**ЗАДАНИЯ**
1. Повторите слово в слово фрагмент текста о бабушке Нине, который начинается со слов «Моя бабушка Нина» и заканчивается словами «он был русский.».
2. Перечислите всех морских обитателей, которые упоминаются в тексте о бабушке Нине.
3. Продолжите текст о бабушке Нине, начав сразу после его последнего предложения.

**ИСХОДНЫЙ ТЕКСТ**
┌────────

Скотину тоже увели. А последнюю корову красноармейцы взяли прямо из стада. И недалеко от дома сварили в ведре. Тогда Мотечка не выдержал, взял миску и пошел к ним. «А что, — говорит, — телку мою забили, так хоть пойду попробую…»

Чувствуя наступающие голодные времена, Соня с дочкой Ниной решила уехать на Дальний Восток. Государство проводило политику по заселению этих земель: тем, кто уезжал туда, давались льготы, в колхозы там людей не сгоняли, да и вообще жилось легче. Нужны были работницы, которые обслуживали бы солдат, стоявших на дальневосточной границе. Но незамужних туда не брали, поэтому Соня фиктивно вышла замуж и с новым супругом и дочкой покинула родную рязанскую деревню.

Первым местом их пребывания на Дальнем Востоке был берег Японского моря. Воспоминания о жизни там стали лучшими воспоминаниями детства у моей бабушки. Она впервые увидела море, в прозрачной воде ловила руками рыбок, доставала морские звезды и сушила их, а еще играла с корейскими детьми, которых там было много, — они кидались друг в друга медузами. Потом они с матерью переехали на Камчатку. Там Нина училась в школе, играла в самодеятельных спектаклях — артистичные гены дали о себе знать. Правда, школу закончить ей не удалось. Оставалось совсем чуть-чуть до выдачи аттестатов, но началась война и мальчиков из их класса призвали на фронт. А у них в классе были только две девочки, остальные — мальчики. Видимо, в других классах была похожая ситуация. И ради нескольких девочек школа работать не стала. Кстати, никто из тех мальчишек-одноклассников не вернулся. Они участвовали в битве за взятие Курильского острова Шумшу. А фарватер этого острова был устроен таким образом, что ближе, чем на четыреста метров, подплыть к нему было невозможно. И ополченцев, вооруженных в основном винтовками, выбросили прямо в воду. Температура тогда была около четырех градусов. До берега добралась только половина солдат, другая половина утонула. Рассказывали, что вода была такая прозрачная, что даже цвета не имела, и было видно, как люди уходили на дно.

Моя бабушка Нина после школы пошла работать на местную радиостанцию, занималась техническим обеспечением. Она продолжала играть в самодеятельных спектаклях. И рассказывала, что однажды ее увидел на сцене один театральный режиссер из Москвы, она ему очень понравилась, и он звал ее в свой театр. Но Нина отказалась. Она уже была в то время влюблена в военного летчика, своего будущего мужа Александра, или Шурку, как тогда его называли. Они познакомились на танцах, куда часто ходили, так как любили и умели хорошо танцевать. Александр, наполовину болгарин, был высоким красавцем с южной внешностью. Болгарская кровь ему досталась от матери. А по отцу он был русский.

└────────

**СТРОКИ ДАННЫХ**
┌────────

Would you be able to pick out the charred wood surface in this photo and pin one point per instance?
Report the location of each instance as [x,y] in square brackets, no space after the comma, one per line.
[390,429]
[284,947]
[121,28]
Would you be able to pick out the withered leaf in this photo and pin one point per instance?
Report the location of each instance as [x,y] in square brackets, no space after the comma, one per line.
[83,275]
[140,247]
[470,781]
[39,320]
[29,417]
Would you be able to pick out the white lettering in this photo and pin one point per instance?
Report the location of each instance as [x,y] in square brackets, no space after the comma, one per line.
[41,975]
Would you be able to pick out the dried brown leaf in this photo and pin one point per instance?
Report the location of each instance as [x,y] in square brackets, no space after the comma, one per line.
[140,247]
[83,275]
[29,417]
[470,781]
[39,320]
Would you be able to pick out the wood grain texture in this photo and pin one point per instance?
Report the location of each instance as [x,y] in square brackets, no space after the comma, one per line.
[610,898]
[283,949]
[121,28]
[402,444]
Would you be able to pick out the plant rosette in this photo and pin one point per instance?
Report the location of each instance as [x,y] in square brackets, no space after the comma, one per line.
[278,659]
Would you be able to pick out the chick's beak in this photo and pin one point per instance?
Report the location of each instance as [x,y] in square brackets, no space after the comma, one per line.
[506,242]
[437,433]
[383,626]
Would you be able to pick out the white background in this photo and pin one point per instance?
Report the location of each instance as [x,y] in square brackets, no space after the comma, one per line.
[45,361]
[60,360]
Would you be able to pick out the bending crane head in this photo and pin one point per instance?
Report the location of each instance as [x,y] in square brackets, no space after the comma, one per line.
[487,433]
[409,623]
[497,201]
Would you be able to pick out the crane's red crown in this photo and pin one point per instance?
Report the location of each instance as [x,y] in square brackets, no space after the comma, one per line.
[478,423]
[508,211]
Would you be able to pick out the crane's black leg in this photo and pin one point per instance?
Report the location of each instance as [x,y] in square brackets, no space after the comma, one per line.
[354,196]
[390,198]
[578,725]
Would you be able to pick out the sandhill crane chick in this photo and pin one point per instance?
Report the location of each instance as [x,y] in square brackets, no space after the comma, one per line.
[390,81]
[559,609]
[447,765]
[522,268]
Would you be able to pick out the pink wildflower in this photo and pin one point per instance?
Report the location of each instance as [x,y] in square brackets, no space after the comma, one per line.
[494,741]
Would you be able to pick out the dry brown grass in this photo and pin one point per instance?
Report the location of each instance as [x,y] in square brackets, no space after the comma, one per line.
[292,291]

└────────

**ОТВЕТЫ**
1.
Моя бабушка Нина после школы пошла работать на местную радиостанцию, занималась техническим обеспечением. Она продолжала играть в самодеятельных спектаклях. И рассказывала, что однажды ее увидел на сцене один театральный режиссер из Москвы, она ему очень понравилась, и он звал ее в свой театр. Но Нина отказалась. Она уже была в то время влюблена в военного летчика, своего будущего мужа Александра, или Шурку, как тогда его называли. Они познакомились на танцах, куда часто ходили, так как любили и умели хорошо танцевать. Александр, наполовину болгарин, был высоким красавцем с южной внешностью. Болгарская кровь ему досталась от матери. А по отцу он был русский.

2. рыбки, морские звезды, медузы

3.
Отец Александра, Василий Максимович Зимин, носитель старинной купеческой фамилии, родом из Тулы, из купеческой, соответственно, семьи. Но по стопам предков он не пошел.

Василий много общался с казаками, наверное, поэтому прекрасно владел шашкой и рубил, как говорят, от плеча до седла. Во время гражданской войны он сражался в Красной Армии, был правой рукой Григория Котовского. Василий был страстный во всем — и в битве, и в любви.

Их армия брала один город за другим. И когда они пришли в Одессу, Василий познакомился с болгарской девушкой Катериной. Она жила там с отцом и братьями, которые занимались предпринимательством: один владел пекарней, у другого была часовая мастерская, а третий брат был ювелиром. Василий влюбился в эту девушку, она ответила ему взаимностью. На семейном совете было решено отпустить Катерину с Василием и дать ей в качестве приданого драгоценности — ювелирные украшения, которых благодаря брату-ювелиру в семье было много.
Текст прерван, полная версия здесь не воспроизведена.